Copy all lines below exactly as written. Leave pictures out.

EXTRACTED ENTRIES: Begin

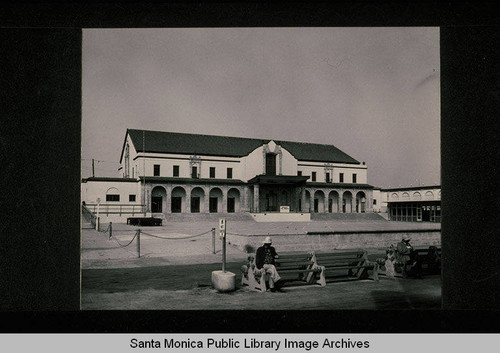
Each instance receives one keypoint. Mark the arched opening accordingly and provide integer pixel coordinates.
(333, 202)
(197, 198)
(233, 200)
(112, 195)
(361, 202)
(158, 199)
(347, 202)
(307, 206)
(178, 199)
(215, 199)
(319, 201)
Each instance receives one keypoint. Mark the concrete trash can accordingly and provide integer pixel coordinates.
(223, 281)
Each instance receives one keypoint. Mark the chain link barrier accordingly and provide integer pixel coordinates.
(103, 231)
(178, 238)
(124, 246)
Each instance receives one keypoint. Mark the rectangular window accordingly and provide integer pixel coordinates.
(113, 198)
(195, 204)
(156, 171)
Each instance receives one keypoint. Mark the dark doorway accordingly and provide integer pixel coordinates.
(195, 204)
(176, 204)
(213, 204)
(426, 213)
(272, 202)
(270, 164)
(230, 204)
(156, 204)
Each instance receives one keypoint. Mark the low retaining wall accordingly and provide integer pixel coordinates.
(281, 217)
(327, 241)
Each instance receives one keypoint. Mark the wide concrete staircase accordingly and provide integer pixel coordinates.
(206, 217)
(348, 217)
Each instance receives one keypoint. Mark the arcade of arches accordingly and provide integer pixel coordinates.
(263, 198)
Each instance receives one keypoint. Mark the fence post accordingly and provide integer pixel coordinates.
(138, 243)
(213, 240)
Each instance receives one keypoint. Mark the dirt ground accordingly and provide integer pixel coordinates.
(174, 273)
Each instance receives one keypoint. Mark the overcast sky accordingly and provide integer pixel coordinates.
(372, 92)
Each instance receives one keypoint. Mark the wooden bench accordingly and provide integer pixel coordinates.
(290, 267)
(144, 221)
(428, 261)
(354, 264)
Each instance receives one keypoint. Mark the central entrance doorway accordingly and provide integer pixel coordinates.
(271, 202)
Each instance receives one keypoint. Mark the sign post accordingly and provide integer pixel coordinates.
(222, 235)
(97, 218)
(223, 281)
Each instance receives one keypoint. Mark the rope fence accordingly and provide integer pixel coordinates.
(177, 238)
(139, 232)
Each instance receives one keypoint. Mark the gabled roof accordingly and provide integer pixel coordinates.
(226, 146)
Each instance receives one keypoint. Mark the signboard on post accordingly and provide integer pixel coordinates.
(284, 209)
(222, 234)
(222, 227)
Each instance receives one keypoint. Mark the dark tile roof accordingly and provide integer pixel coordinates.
(316, 152)
(174, 142)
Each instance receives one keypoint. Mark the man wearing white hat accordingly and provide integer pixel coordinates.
(264, 258)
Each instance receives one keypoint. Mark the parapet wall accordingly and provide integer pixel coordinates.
(338, 240)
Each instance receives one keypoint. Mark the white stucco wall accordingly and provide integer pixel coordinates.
(93, 190)
(252, 164)
(377, 195)
(319, 167)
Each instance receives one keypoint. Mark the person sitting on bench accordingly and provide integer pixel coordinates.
(264, 258)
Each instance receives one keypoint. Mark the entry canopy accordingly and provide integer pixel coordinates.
(279, 179)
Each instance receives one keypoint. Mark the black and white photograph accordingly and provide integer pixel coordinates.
(296, 168)
(248, 168)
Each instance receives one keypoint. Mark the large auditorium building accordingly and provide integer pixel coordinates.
(165, 172)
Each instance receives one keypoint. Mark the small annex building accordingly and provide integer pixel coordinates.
(169, 172)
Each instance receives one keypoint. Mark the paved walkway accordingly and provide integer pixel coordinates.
(191, 242)
(175, 266)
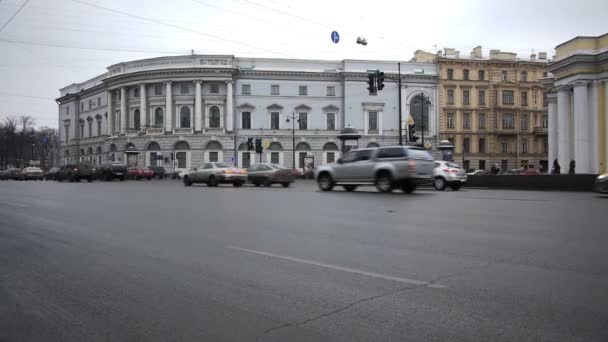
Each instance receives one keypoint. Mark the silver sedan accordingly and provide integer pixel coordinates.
(216, 173)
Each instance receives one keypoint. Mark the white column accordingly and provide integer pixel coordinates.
(123, 110)
(563, 129)
(229, 108)
(110, 108)
(168, 107)
(552, 117)
(143, 106)
(594, 163)
(581, 128)
(198, 107)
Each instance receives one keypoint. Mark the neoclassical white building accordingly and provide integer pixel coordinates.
(181, 111)
(578, 104)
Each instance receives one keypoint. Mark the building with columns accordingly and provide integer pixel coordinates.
(178, 112)
(578, 110)
(491, 108)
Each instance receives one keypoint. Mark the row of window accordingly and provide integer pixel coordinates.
(275, 89)
(481, 75)
(508, 97)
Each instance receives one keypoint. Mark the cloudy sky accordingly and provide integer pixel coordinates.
(49, 44)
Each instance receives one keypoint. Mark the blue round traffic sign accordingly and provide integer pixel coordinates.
(335, 37)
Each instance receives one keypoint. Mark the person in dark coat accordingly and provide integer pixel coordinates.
(572, 167)
(556, 169)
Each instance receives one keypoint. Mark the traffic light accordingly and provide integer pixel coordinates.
(380, 78)
(371, 83)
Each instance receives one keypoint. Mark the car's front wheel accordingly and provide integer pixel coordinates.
(439, 183)
(325, 182)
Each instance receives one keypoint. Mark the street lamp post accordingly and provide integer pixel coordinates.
(293, 118)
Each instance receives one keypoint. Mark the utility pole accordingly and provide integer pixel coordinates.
(399, 95)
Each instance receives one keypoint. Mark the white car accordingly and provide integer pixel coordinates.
(448, 174)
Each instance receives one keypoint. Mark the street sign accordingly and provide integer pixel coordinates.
(335, 37)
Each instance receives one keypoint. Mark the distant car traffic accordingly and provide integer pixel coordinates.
(601, 184)
(216, 173)
(448, 174)
(32, 173)
(75, 172)
(386, 167)
(140, 173)
(268, 174)
(110, 171)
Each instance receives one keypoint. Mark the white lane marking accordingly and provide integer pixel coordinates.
(341, 268)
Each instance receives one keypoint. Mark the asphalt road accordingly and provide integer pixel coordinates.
(156, 261)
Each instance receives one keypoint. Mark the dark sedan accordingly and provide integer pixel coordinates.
(269, 174)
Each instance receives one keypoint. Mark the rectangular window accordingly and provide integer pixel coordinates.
(246, 120)
(331, 121)
(302, 120)
(214, 88)
(466, 120)
(274, 120)
(274, 89)
(246, 89)
(482, 120)
(450, 120)
(507, 121)
(372, 122)
(524, 122)
(507, 97)
(275, 158)
(466, 145)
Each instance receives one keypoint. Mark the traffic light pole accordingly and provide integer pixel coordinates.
(399, 94)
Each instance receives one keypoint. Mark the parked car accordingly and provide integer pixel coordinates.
(386, 167)
(140, 173)
(32, 173)
(216, 173)
(110, 171)
(269, 174)
(159, 172)
(75, 172)
(51, 174)
(601, 184)
(448, 174)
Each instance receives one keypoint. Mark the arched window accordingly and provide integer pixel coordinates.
(214, 117)
(158, 118)
(184, 117)
(136, 122)
(421, 120)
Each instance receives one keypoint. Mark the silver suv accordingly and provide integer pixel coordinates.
(384, 167)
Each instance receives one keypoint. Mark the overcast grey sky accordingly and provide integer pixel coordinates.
(52, 43)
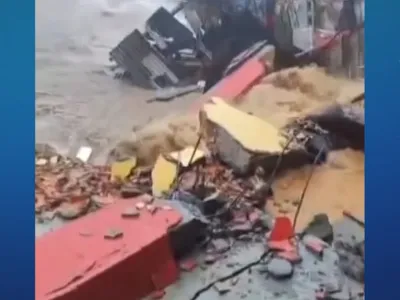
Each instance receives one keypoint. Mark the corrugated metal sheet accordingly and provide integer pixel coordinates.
(136, 56)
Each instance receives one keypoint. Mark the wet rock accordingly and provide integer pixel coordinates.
(245, 237)
(54, 160)
(44, 150)
(360, 247)
(222, 287)
(314, 245)
(210, 259)
(234, 281)
(41, 162)
(213, 203)
(220, 246)
(240, 229)
(321, 228)
(279, 268)
(130, 191)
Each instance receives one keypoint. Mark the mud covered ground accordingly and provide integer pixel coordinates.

EXTRACTED ENTRIES: End

*TASK RESULT:*
Each instance receives one keypoint. Mark the arched opening accordingly and provide integer pixel coordinates.
(333, 202)
(197, 198)
(233, 200)
(112, 195)
(361, 202)
(158, 199)
(347, 202)
(307, 206)
(178, 199)
(215, 199)
(319, 201)
Each instance receives one keypoint. Mark the concrete trash can accordingly and provide integer pixel coordinates.
(223, 281)
Each instance receives one keypoint. Mark the chain link barrier accordingly and provide integer pixel coordinates.
(103, 231)
(178, 238)
(124, 246)
Each instance receives one keypoint. Mark the rectangular window accordingly and provide integer pixel coordinates.
(113, 198)
(195, 204)
(156, 171)
Each instance receives one keypoint. Mark the dark doorway accordingly and provide integer pixel coordinates.
(195, 204)
(176, 204)
(213, 204)
(426, 213)
(272, 202)
(270, 164)
(230, 204)
(156, 204)
Each instance receives one keypoint. Mark the low retaining wall accordingly and provide integer pixel coordinates.
(281, 217)
(327, 241)
Each instance receives one keypoint. Mark the wide concrete staircase accordingly and provide integer pixel coordinates.
(206, 217)
(348, 217)
Each instance receives one keypoint. Mark the arcade of arches accordingly and provide integer pixel coordinates.
(263, 198)
Each instance receives one keypoint. Mark the fence post accordingly and provide integer pixel coordinates.
(138, 243)
(213, 240)
Each instance receives one keypoint. Mark the dirt ground accordingly and provide integer pixel coordinates.
(174, 273)
Each instance receives one keypoint. Mark the overcast sky accordingly and provide integer pixel coordinates.
(372, 92)
Each instance receives one keypoint. Mark the wooden bench accordingly and provide integer pixel coordinates.
(290, 267)
(144, 221)
(428, 261)
(354, 264)
Each instance receives one keypoint. Mark the central entrance doorway accordingly and provide integer pixel coordinates.
(271, 202)
Each instance receives one keypoint. Mark the sign post accordingly and provide integer pixel coordinates.
(222, 235)
(97, 218)
(223, 281)
Each instance receives one keypoint. Mark the rope fence accordingly and provide integer pixel coordinates.
(177, 238)
(139, 232)
Each instance receives one keypoint. Mark the gabled roof accordingly and provide integer pixel coordinates.
(226, 146)
Each instance receives one keypoint. Mark the signboard on post accordingly and provide integer pixel coordinates.
(284, 209)
(222, 234)
(222, 227)
Each instance receives one keypoint. Mark the dark tile roof accordingly and provide integer pixel coordinates.
(316, 152)
(174, 142)
Each instance receives one keypoint. Mark the man wearing white hat accordingly and provide integer pixel coordinates.
(264, 258)
Each instance receives one keypoint. Mark the parapet wall accordingly and provide integer pixel coordinates.
(338, 240)
Each instance receives one keypoint. Mark the white stucco wall accordingly and provide integer pixel coordinates.
(93, 190)
(252, 164)
(377, 195)
(319, 167)
Each instance receives one keypoint. Mark the person sitting on bench accordingly and provide integer pixel coordinates.
(264, 258)
Each instance receives one keypoint. Mark the entry canopy accordingly and provide integer pixel coordinates.
(279, 179)
Each instance receives one keypoint. Mark the black and white photograph accordingly and provide integer pixel coordinates.
(296, 168)
(248, 168)
Each instance receives one keypoint. Mark the large auditorium building accordingly and provide integer pixel coordinates.
(165, 172)
Each instance receives one keypoint. Mark the small annex building accordingly and provide integer pixel coordinates.
(169, 172)
Each instance receives one keypoint. Mark the paved walkway accordingly and provide integer pixel coordinates.
(191, 242)
(175, 266)
Each instance receives one keypoint. Mark the silver sedan accordingly and provide integer pixel coordinates.
(216, 173)
Each instance receives one keypoint. Mark the white column accordingly and provide integer pixel coordinates.
(123, 110)
(563, 129)
(229, 108)
(110, 108)
(168, 107)
(552, 117)
(143, 106)
(594, 163)
(581, 128)
(198, 107)
Each instance receives one keypoint. Mark the neoclassical white building accordingly and provide integer pixel coordinates.
(181, 111)
(578, 104)
Each instance receives one keypoint. Mark the building with columns accordingly and provide integer pixel coordinates.
(178, 112)
(578, 110)
(491, 108)
Each instance receives one keypoint. Mark the row of window accordingly and provide integer pixel coordinates.
(275, 89)
(481, 75)
(508, 97)
Each instance receives one keypoint. Mark the cloudy sky accordingly and provide integer pixel coordinates.
(49, 44)
Each instance receives one keypoint. Mark the blue round traffic sign accordingly and provide integer pixel coordinates.
(335, 37)
Each instance receives one keypoint. Mark the person in dark coat accordingly and provide integer pixel coordinates.
(572, 167)
(556, 169)
Each instance receives one keypoint. Mark the traffic light accordingly and provide integer pixel coordinates.
(380, 78)
(371, 83)
Each instance receives one keypoint. Mark the car's front wheel accordingly and provide integer pixel coordinates.
(439, 183)
(325, 182)
Each instance receives one keypoint. Mark the street lamp post accordingly and provide integer pixel coordinates.
(293, 118)
Each instance receives one keypoint. Mark the utility pole accordingly and provide integer pixel coordinates.
(399, 95)
Each instance receives one keypoint. Mark the white car accordingly and provide integer pixel coordinates.
(448, 174)
Each instance receives one keypoint. Mark the street sign accordingly and provide integer pixel coordinates.
(335, 37)
Each instance receives one keypoint. Mark the distant car traffic accordingly and provide integer pixel coordinates.
(601, 184)
(216, 173)
(448, 174)
(32, 173)
(75, 172)
(386, 167)
(140, 173)
(268, 174)
(110, 171)
Each instance receives one keypoint. Mark the white lane marking accordingly and provide integer pixel coordinates.
(341, 268)
Each instance receives one keypoint. Mark the asphalt road accordingly and provide integer pixel coordinates.
(156, 261)
Each instance receives one keypoint. Mark the dark sedan accordingly and provide integer pixel coordinates.
(269, 174)
Each instance receives one keypoint. Mark the rectangular window accordingly and provide integer pixel coordinates.
(246, 120)
(331, 121)
(302, 120)
(214, 88)
(466, 120)
(274, 120)
(274, 89)
(246, 89)
(482, 120)
(450, 120)
(507, 121)
(372, 122)
(524, 122)
(507, 97)
(275, 158)
(466, 145)
Each instance receives one keypoint. Mark the traffic light pole accordingly and provide integer pixel coordinates.
(399, 94)
Each instance receives one keypoint. Mark the parked car accordingly and provide integer pixel coordinates.
(386, 167)
(140, 173)
(32, 173)
(216, 173)
(110, 171)
(269, 174)
(159, 172)
(75, 172)
(51, 174)
(601, 184)
(448, 174)
Each instance receives one keypoint. Mark the arched window accordingly and provide integer pixel coordinates.
(214, 117)
(158, 118)
(184, 117)
(136, 122)
(421, 120)
Each instance receives one keypoint. Mark the silver suv accordingly and provide integer pixel coordinates.
(384, 167)
Each instance receives one keypoint. Mark the overcast grey sky accordingly and provide integer pixel coordinates.
(52, 43)
Each instance receives one keypoint. Mark the corrugated metal sheet accordingly and provide integer pixel coordinates.
(136, 56)
Each instance receives one keypoint. Mark the wet rock accordingly and provide integer pixel coordinates.
(245, 237)
(54, 160)
(44, 150)
(360, 247)
(222, 287)
(314, 245)
(210, 259)
(234, 281)
(41, 162)
(213, 203)
(220, 246)
(240, 229)
(321, 228)
(279, 268)
(130, 191)
Each instance receives one keypoint. Mark the mud covered ground accordingly and provide integer pixel coordinates.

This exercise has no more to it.